● Objective A
Answer these from the IT governance text:
(i) Which three factors does the level of IT governance implementation vary with?
(ii) What chiefly concerns the OECD Principles?
(iii) Besides the internal business environment, which two kinds of environment are named?
● Objective B
Extend the IT governance text past its final sentence, keeping its list format and tone.

● Source text
++++++++++

IT governance in its most simply form is about defining how organisations align IT strategy with business strategy. This is not accomplished simply with a narrow focus on either business or IT infrastructure; ensuring the company stays on track to achieve their strategies and goals calls for steady measurement of IT's performance. Measuring processes is the surest way to cater to stakeholders and an IT governance framework is crucial to answer the questions that arise from managing IT with business interests in mind. The level of IT governance implementation will vary according to company's size, industry and other regulatory requirements. A food stall on the street won't be so dependent on IT as a multinational behemoth of a company.
The drivers that motivate organisations to establish a formal IT governance are:
a) Business environment- there are macro environment and micro environment, besides the very internal business environment which comprises organisational culture and adopted frameworks and processes.
b) Compliance - common compliance guidelines and influences include:
b.1) OECD Principles - what chiefly concerns these principles is financial stability, sustainability and economic efficiency. It's also in the OECD interests to ensure that stakeholders and shareholders are treated with fairness, widen the scope of corporate governance, introduce agency conflict solving and the development of the capital market.

++++++++++

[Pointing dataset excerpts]
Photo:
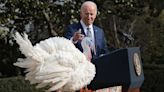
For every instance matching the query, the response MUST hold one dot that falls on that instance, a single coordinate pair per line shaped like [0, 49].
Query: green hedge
[154, 81]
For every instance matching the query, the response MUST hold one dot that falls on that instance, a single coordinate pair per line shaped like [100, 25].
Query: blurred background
[126, 23]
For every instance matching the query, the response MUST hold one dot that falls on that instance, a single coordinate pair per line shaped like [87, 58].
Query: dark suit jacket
[100, 43]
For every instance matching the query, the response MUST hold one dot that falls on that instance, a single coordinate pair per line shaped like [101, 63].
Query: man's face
[88, 14]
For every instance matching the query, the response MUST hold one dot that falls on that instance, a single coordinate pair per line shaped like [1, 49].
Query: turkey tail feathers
[55, 63]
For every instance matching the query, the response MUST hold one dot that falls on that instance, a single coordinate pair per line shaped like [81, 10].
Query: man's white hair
[88, 3]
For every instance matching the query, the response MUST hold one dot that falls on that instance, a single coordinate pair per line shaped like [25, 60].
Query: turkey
[55, 63]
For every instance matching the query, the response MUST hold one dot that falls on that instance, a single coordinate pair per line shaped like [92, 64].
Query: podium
[120, 67]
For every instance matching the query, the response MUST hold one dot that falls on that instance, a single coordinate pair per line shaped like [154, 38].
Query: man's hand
[78, 36]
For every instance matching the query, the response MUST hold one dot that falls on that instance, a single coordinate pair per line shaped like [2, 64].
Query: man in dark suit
[76, 32]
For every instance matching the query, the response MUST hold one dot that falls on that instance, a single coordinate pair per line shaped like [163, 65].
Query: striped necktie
[89, 34]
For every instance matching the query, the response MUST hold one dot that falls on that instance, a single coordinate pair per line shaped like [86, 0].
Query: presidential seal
[137, 64]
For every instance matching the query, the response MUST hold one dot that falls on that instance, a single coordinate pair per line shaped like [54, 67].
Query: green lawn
[17, 84]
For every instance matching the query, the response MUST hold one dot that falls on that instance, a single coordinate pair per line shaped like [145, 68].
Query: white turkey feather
[54, 62]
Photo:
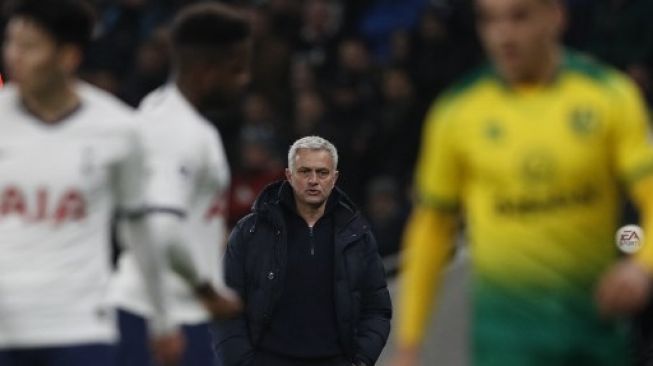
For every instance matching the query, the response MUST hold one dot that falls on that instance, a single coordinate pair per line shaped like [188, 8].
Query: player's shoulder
[591, 73]
[166, 106]
[105, 114]
[465, 94]
[472, 85]
[8, 95]
[106, 108]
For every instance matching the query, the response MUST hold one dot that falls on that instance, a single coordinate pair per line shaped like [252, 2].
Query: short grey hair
[312, 143]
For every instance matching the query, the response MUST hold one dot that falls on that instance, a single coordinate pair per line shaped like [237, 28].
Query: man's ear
[288, 174]
[70, 57]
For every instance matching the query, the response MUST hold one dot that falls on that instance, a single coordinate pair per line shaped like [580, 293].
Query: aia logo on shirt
[37, 206]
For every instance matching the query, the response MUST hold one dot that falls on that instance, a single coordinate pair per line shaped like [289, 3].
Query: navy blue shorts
[134, 347]
[79, 355]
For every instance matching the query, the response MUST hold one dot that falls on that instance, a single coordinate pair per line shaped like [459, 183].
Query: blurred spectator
[310, 115]
[437, 56]
[383, 17]
[400, 48]
[302, 76]
[398, 129]
[260, 165]
[150, 70]
[387, 213]
[622, 34]
[270, 67]
[318, 37]
[123, 25]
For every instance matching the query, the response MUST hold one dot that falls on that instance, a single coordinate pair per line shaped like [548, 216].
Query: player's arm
[430, 232]
[140, 233]
[625, 288]
[428, 243]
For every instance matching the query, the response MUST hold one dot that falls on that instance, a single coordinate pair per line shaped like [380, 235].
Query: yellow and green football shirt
[538, 173]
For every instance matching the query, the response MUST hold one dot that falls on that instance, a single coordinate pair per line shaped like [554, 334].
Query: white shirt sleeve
[217, 165]
[138, 234]
[128, 184]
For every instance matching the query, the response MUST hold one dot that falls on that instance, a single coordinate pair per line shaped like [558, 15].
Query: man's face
[313, 177]
[31, 56]
[230, 76]
[518, 34]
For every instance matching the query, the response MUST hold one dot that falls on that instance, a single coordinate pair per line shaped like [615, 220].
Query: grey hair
[312, 143]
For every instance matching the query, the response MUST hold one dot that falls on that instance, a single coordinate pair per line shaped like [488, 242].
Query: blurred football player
[189, 177]
[534, 150]
[70, 156]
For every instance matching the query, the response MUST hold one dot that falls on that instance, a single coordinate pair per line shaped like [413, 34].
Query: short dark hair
[207, 29]
[67, 21]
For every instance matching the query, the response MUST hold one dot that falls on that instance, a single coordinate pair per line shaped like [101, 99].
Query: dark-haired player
[69, 157]
[189, 175]
[535, 149]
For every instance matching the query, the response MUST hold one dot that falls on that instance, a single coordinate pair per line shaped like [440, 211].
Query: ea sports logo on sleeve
[630, 238]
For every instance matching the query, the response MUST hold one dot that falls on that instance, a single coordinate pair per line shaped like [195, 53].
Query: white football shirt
[59, 185]
[188, 174]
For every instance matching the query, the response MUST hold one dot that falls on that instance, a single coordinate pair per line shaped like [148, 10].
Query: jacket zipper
[312, 240]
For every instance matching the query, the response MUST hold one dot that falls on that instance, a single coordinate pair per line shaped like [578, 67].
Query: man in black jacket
[307, 266]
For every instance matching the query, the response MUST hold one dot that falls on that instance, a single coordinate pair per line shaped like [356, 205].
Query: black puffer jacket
[255, 267]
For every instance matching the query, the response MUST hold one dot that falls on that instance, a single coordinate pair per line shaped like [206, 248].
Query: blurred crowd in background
[360, 73]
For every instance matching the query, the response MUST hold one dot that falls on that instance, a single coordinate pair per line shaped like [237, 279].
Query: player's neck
[543, 74]
[189, 91]
[310, 214]
[54, 104]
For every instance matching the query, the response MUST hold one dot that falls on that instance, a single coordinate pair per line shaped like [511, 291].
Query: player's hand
[408, 356]
[223, 305]
[167, 350]
[624, 289]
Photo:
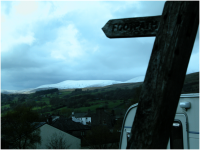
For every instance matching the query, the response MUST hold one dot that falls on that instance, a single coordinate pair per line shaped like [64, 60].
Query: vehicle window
[176, 136]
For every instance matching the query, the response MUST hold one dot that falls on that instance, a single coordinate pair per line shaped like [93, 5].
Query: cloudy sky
[46, 42]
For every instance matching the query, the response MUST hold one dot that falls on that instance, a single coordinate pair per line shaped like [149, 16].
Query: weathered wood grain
[165, 75]
[132, 27]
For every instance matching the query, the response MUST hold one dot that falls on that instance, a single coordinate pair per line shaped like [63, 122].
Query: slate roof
[69, 125]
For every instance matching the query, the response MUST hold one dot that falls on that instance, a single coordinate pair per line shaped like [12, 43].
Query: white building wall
[47, 131]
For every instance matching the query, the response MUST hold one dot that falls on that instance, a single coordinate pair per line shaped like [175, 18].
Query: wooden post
[165, 75]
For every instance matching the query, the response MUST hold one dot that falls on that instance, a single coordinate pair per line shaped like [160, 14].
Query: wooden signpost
[166, 69]
[132, 27]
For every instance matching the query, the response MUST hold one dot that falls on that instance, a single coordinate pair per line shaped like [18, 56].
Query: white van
[185, 130]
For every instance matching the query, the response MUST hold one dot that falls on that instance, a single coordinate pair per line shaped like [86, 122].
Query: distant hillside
[191, 84]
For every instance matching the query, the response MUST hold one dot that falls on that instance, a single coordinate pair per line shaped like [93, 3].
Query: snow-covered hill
[71, 84]
[136, 79]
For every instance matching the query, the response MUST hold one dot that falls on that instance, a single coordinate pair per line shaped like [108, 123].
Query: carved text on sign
[136, 26]
[132, 27]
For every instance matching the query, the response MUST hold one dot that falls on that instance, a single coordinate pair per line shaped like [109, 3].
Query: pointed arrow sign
[132, 27]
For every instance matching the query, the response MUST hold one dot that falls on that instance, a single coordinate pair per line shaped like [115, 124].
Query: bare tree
[57, 141]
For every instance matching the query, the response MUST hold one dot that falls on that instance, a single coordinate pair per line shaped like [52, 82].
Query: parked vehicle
[185, 128]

++++++++++

● Final result A
(i) The company's size, its industry, and other regulatory requirements.
(ii) Financial stability, sustainability, and economic efficiency.
(iii) The macro environment and the micro environment.

● Final result B
b.2) the Cadbury Report - For financial reporting and accountability.
b.3) Sarbanes Oxley-Act - a law that was passed to ensure that the CEO should no longer be responsible for issuing financial reports and independent audits should also be conducted in order to avoid accounting scandals.
b.4) Basel, Basel II and Basel III - a set of rules resulting from a treaty held in Basel to regulate banks' activities.
b.5) Robert Monk - his writings dealt with harmful business practices and the need for directors, shareholders and councils to narrow their ties, in addition to the extinction of company owners holding seats as CEO.
c) IT as service Provider - IT is supposed to support the business activities and should be a means to carrying out the business strategy and goals
d) Technological integration - integrating processes and technologies saves time and energy as staff members have free access to whatever information they need at the right moment.
e) Information security - should be rooted on the principles described in ISO 27001. Other ISO standards:
ISO 9000 - quality management
ISO 9126 - Software Quality
ISO 12207 - Software Life cycle maturity
ISO 15504 - Software Development Process (if you catch yourself constantly harping on about windows being crappy, chalk it up to a lack of following ISO 9126 and ISO 15504 to design uality software programs!)
ISO 20000 - IT management Services
f) Business dependency on IT - there should always be a contingency plan when there is a major interruption in the service environment so as not to hinder business continuity. Business dependency on IT is a topic often broached in risk management.
Organisations today are subject to many regulations governing data retention, confidential information, financial accountability and recovery from disasters. While none of these regulations requires an IT governance framework, many have found it to be an excellent way to ensure regulatory compliance.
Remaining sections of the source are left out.